The Latter Major Prophets – Ezekiel 2-3

He said to me, “Son of man, stand up on your feet and I will speak to you.  As he spoke, the Spirit came into me and raised me to my feet, and I heard him speaking to me.
He said: “Son of man, I am sending you to the Israelites, to a rebellious nation that has rebelled against me; they and their ancestors have been in revolt against me to this very day.  The people to whom I am sending you are obstinate and stubborn.  Say to them, ‘This is what the Sovereign Lord says.’  And whether they listen or fail to listen — for they are a rebellious people — they will know that a prophet has been among them.  And you, son of man, do not be afraid of them or their words.  Do not be afraid, though briers and thorns are all around you and you live among scorpions.  Do not be afraid of what they say or be terrified by them, though they are a rebellious people.  You must speak my words to them, whether they listen or fail to listen, for they are rebellious.  But you, son of man, listen to what I say to you. Do not rebel like that rebellious people; open your mouth and eat what I give you.”
Then I looked, and I saw a hand stretched out to me.  In it was a scroll, which he unrolled before me. On both sides of it were written words of lament and mourning and woe.

  • Ezekiel 2:1-10

And he said to me, “Son of man, eat what is before you, eat this scroll; then go and speak to the people of Israel.”  So I opened my mouth, and he gave me the scroll to eat.
Then he said to me, “Son of man, eat this scroll I am giving you and fill your stomach with it.”   So I ate it, and it tasted as sweet as honey in my mouth.
He then said to me: “Son of man, go now to the people of Israel and speak my words to them.  You are not being sent to a people of obscure speech and strange language, but to the people of Israel — not to many peoples of obscure speech and strange language, whose words you cannot understand.  Surely if I had sent you to them, they would have listened to you.  But the people of Israel are not willing to listen to you because they are not willing to listen to me, for all the Israelites are hardened and obstinate.  But I will make you as unyielding and hardened as they are.  I will make your forehead like the hardest stone, harder than flint.  Do not be afraid of them or terrified by them, though they are a rebellious people.”
And he said to me, “Son of man, listen carefully and take to heart all the words I speak to you.  Go now to your people in exile and speak to them. Say to them, ‘This is what the Sovereign Lord says,’ whether they listen or fail to listen.”
Then the Spirit lifted me up, and I heard behind me a loud rumbling sound as the glory of the Lord rose from the place where it was standing.  It was the sound of the wings of the living creatures brushing against each other and the sound of the wheels beside them, a loud rumbling sound.  The Spirit then lifted me up and took me away, and I went in bitterness and in the anger of my spirit, with the strong hand of the Lord on me.  I came to the exiles who lived at Tel Aviv near the Kebar River.  And there, where they were living, I sat among them for seven days—deeply distressed.
At the end of seven days the word of the Lord came to me: “Son of man, I have made you a watchman for the people of Israel; so hear the word I speak and give them warning from me.  When I say to a wicked person, ‘You will surely die,’ and you do not warn them or speak out to dissuade them from their evil ways in order to save their life, that wicked person will die for their sin, and I will hold you accountable for their blood.  But if you do warn the wicked person and they do not turn from their wickedness or from their evil ways, they will die for their sin; but you will have saved yourself.

◆ Stated goal ◆
According to the Ezekiel passage, where did the exiles live?

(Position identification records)
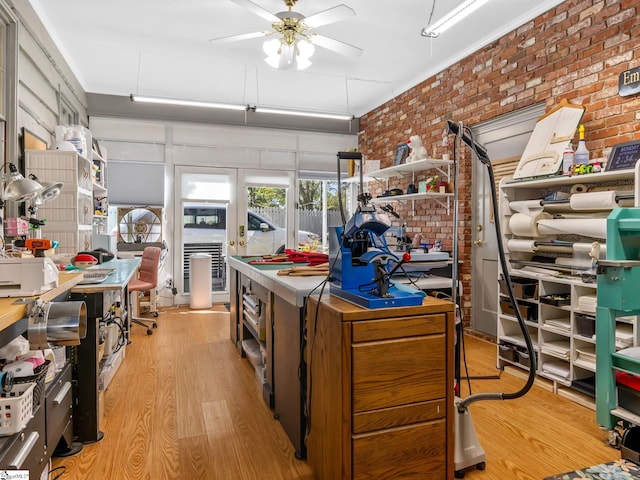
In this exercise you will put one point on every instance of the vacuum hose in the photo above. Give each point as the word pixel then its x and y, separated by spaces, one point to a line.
pixel 463 404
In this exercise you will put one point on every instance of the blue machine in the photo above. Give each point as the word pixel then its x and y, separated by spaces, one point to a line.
pixel 362 265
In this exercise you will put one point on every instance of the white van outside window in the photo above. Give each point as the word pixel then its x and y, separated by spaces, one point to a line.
pixel 205 224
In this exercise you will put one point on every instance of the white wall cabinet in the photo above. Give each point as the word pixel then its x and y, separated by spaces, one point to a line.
pixel 559 306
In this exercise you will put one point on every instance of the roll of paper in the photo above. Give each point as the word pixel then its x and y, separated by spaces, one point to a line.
pixel 573 262
pixel 578 188
pixel 526 225
pixel 588 248
pixel 594 200
pixel 519 245
pixel 526 206
pixel 595 227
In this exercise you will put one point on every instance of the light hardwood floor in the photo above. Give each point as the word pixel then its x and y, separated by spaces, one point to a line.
pixel 184 405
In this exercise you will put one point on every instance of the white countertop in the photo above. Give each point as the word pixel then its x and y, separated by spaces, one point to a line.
pixel 291 289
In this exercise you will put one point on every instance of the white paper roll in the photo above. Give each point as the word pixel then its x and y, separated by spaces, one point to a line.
pixel 594 200
pixel 595 227
pixel 526 225
pixel 519 245
pixel 573 262
pixel 578 188
pixel 587 248
pixel 526 206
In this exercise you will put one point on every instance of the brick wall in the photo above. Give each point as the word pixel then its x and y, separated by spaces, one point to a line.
pixel 575 51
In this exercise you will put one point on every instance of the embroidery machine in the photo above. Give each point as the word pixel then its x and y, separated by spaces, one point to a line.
pixel 361 263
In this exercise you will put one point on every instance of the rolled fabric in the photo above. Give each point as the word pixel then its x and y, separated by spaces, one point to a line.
pixel 526 225
pixel 520 245
pixel 605 200
pixel 526 206
pixel 595 227
pixel 578 188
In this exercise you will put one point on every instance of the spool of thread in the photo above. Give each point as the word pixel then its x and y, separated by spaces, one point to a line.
pixel 579 188
pixel 6 381
pixel 19 369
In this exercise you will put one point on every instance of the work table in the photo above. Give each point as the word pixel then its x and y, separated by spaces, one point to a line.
pixel 291 289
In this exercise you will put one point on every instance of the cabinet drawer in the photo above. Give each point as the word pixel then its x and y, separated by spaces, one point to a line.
pixel 398 372
pixel 399 416
pixel 418 451
pixel 58 406
pixel 401 327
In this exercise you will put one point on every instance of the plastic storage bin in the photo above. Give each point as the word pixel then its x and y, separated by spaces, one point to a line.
pixel 16 408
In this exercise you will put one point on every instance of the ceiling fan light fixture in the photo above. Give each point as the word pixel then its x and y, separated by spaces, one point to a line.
pixel 454 16
pixel 282 54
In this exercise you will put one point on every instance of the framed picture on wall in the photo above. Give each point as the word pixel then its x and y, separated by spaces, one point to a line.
pixel 402 152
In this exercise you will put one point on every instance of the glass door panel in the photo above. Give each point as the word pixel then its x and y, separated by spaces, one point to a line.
pixel 206 224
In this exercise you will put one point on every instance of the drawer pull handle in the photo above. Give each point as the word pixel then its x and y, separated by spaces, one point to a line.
pixel 62 393
pixel 24 451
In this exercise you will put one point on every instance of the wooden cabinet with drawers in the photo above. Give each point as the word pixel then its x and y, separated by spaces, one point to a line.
pixel 380 390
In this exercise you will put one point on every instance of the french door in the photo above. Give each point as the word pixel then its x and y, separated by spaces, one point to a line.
pixel 205 219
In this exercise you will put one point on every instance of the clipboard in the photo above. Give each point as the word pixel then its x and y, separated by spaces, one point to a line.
pixel 551 135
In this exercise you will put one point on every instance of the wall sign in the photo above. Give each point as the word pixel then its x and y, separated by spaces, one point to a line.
pixel 629 82
pixel 623 156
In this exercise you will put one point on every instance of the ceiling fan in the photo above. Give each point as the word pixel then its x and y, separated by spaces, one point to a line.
pixel 294 43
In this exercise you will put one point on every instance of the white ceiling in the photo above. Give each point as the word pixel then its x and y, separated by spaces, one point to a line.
pixel 162 48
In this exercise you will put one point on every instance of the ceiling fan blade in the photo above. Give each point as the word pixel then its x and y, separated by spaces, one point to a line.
pixel 336 45
pixel 331 15
pixel 257 9
pixel 236 38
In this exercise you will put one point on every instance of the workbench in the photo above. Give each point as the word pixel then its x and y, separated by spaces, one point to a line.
pixel 31 448
pixel 280 302
pixel 92 376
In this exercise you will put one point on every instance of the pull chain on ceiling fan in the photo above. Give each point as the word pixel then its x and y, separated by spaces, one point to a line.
pixel 295 45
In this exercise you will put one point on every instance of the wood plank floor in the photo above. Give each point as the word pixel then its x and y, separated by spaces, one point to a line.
pixel 184 405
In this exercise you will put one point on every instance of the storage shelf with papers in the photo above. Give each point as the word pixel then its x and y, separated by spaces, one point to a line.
pixel 553 236
pixel 409 171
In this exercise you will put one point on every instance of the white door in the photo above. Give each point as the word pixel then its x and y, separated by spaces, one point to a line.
pixel 205 219
pixel 505 136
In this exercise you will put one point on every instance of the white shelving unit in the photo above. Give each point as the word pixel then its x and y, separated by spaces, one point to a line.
pixel 72 217
pixel 409 171
pixel 563 334
pixel 69 217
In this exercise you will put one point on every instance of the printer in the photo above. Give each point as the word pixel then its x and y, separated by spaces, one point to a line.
pixel 26 277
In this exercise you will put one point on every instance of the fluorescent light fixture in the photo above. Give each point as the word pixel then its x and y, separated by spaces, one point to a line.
pixel 246 108
pixel 185 103
pixel 300 113
pixel 453 17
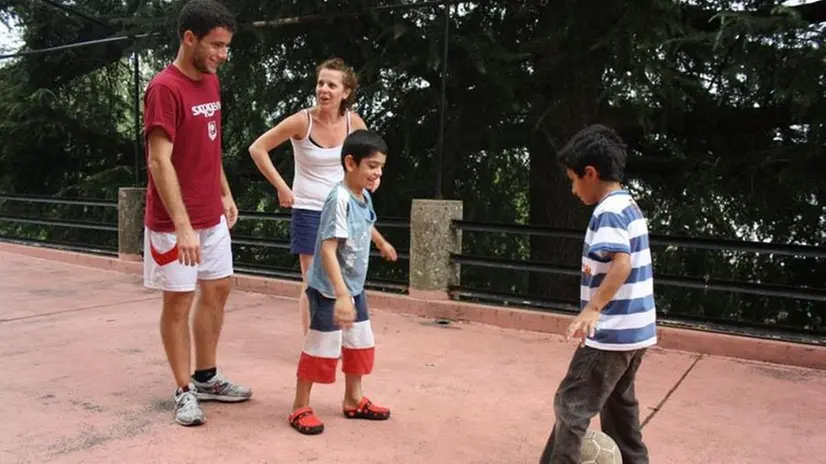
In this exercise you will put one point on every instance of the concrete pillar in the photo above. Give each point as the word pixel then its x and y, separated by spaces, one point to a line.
pixel 432 239
pixel 131 201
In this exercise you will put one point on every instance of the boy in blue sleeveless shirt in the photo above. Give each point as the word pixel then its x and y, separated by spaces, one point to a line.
pixel 336 288
pixel 617 322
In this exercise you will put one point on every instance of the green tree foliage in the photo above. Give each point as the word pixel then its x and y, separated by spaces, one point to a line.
pixel 720 102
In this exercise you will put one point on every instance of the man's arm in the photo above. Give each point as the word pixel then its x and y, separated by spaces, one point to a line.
pixel 165 178
pixel 377 237
pixel 225 190
pixel 333 268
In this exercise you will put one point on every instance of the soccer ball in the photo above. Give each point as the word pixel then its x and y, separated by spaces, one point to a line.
pixel 599 448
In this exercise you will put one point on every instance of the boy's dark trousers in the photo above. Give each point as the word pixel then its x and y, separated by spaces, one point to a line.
pixel 598 382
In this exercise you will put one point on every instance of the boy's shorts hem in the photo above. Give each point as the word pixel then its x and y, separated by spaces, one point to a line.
pixel 163 271
pixel 170 288
pixel 216 276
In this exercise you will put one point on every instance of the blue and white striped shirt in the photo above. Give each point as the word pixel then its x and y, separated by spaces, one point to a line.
pixel 629 321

◆ Exercise output ◆
At Tel Aviv near the Kebar River.